PROBLEM DETAILS ▸
Copy the rows starting at the line that contains "Each instance of the coach's" and ending at the line that contains "[[[345,139],[345,131],[344,130],[340,130],[340,139],[344,140]]]", request lines included, and shift every polygon vertex coordinate in their outlines by -93. Output those lines only.

EXTRACTED RECORDS ▸
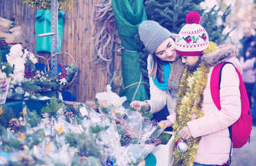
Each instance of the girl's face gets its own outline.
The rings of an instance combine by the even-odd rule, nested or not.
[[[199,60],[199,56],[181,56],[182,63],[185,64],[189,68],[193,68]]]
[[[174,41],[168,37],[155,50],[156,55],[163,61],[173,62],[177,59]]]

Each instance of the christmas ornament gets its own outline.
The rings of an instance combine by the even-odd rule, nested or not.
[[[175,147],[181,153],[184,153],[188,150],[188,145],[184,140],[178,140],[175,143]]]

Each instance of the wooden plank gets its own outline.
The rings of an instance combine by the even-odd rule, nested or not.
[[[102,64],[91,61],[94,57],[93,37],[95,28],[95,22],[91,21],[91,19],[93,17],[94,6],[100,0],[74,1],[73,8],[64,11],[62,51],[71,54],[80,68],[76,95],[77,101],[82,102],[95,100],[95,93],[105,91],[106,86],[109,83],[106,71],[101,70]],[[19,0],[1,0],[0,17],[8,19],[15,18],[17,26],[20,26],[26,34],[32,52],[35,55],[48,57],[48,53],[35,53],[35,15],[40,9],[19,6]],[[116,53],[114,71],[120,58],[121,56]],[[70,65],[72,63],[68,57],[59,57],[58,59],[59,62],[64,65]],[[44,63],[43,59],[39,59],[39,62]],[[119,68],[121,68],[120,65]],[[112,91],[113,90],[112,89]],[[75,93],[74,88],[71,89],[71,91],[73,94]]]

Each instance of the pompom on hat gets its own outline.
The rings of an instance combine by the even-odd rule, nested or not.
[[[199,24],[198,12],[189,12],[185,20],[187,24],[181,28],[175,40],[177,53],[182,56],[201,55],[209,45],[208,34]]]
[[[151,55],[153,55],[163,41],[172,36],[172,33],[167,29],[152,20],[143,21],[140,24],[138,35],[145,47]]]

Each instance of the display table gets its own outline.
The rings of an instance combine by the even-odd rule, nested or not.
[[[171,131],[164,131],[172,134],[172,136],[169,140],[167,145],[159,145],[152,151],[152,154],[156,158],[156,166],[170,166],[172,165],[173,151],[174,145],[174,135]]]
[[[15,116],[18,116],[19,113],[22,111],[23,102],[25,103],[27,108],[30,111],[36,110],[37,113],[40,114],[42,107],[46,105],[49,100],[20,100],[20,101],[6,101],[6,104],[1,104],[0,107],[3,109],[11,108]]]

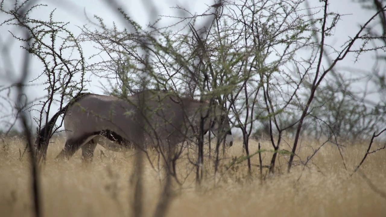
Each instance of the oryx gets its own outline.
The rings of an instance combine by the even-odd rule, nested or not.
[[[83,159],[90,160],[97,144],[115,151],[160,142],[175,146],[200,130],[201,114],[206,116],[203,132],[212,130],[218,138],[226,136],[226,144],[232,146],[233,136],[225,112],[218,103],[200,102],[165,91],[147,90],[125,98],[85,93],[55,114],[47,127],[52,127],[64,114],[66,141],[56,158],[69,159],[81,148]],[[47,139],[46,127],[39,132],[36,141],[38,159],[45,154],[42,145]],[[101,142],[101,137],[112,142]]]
---
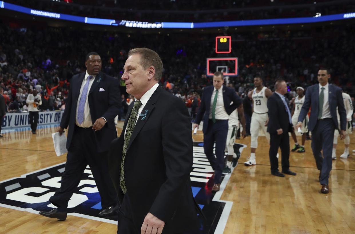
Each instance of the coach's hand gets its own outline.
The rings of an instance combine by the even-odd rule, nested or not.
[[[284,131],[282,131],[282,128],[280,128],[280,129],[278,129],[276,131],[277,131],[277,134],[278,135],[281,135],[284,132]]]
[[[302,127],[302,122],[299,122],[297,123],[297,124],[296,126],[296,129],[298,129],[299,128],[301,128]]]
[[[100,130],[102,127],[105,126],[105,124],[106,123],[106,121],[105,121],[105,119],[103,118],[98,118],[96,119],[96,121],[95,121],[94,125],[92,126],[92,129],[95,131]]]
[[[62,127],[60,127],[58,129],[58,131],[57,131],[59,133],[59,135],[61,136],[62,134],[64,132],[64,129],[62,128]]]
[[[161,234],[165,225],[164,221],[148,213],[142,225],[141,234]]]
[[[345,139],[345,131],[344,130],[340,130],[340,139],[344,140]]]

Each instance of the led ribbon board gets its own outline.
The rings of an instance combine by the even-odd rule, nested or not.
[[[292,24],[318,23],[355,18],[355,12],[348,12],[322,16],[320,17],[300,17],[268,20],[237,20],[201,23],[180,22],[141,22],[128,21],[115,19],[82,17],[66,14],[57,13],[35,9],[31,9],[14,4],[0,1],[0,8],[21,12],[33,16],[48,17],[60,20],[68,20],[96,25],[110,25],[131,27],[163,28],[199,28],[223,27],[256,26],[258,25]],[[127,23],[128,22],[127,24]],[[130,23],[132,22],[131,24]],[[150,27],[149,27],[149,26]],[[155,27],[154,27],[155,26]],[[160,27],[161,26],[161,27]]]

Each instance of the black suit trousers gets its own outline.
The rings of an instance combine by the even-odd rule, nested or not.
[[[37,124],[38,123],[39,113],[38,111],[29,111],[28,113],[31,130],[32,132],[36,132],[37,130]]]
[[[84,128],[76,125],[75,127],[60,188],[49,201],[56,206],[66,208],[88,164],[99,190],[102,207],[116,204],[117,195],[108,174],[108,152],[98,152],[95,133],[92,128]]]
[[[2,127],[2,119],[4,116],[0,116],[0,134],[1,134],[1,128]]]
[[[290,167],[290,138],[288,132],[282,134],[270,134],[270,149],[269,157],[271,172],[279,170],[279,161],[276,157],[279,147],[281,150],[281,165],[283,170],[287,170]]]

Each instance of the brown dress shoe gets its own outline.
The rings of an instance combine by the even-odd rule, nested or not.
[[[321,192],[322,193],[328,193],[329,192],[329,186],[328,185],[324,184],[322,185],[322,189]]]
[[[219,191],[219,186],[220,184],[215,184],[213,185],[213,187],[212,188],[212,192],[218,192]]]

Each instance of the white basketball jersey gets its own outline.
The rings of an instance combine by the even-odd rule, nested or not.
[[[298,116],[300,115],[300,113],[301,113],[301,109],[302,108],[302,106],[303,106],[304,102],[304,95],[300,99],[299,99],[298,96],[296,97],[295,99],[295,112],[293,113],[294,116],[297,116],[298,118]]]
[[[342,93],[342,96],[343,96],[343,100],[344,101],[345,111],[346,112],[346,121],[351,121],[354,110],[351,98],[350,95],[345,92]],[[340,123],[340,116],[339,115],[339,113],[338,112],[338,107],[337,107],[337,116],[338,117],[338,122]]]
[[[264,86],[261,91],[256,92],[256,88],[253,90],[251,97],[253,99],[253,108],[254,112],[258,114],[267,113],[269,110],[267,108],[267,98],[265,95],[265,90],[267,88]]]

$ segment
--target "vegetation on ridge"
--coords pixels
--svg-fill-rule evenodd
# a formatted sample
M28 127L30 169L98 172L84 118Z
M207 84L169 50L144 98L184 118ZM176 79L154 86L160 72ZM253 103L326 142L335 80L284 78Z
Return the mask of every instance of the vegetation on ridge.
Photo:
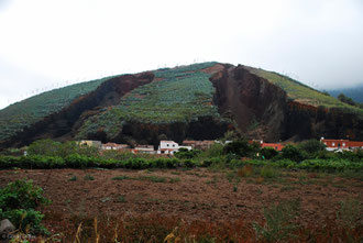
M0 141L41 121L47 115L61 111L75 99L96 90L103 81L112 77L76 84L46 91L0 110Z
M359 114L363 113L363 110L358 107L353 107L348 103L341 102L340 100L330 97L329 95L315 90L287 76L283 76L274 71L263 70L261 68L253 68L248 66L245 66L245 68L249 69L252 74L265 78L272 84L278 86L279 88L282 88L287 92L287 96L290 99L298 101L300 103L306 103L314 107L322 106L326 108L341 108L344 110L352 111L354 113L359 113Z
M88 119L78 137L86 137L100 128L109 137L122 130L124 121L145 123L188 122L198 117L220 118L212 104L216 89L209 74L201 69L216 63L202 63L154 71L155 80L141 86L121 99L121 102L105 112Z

RESPONSE TO THE TASK ▸
Each instance of the coach's hand gets its own outline.
The rings of an instance combine by the even-odd rule, nested or not.
[[[191,38],[189,38],[189,35],[187,35],[187,36],[185,36],[183,38],[184,38],[184,41],[185,42],[188,42],[191,39]]]
[[[209,34],[209,29],[206,29],[204,30],[204,31],[203,33],[203,36],[205,36],[206,35],[208,35]]]
[[[7,37],[9,34],[12,33],[12,31],[13,30],[13,28],[12,28],[12,26],[10,25],[5,25],[3,26],[3,28],[2,28],[1,32],[-1,33],[-1,36],[2,38]]]
[[[-31,34],[-33,34],[-35,36],[-35,38],[-36,38],[-34,40],[-34,42],[-32,43],[-31,41],[-29,39],[-29,36],[-31,35]]]
[[[68,141],[72,132],[71,128],[55,120],[49,132],[48,141]]]
[[[252,46],[252,38],[251,37],[247,37],[247,46],[251,47]]]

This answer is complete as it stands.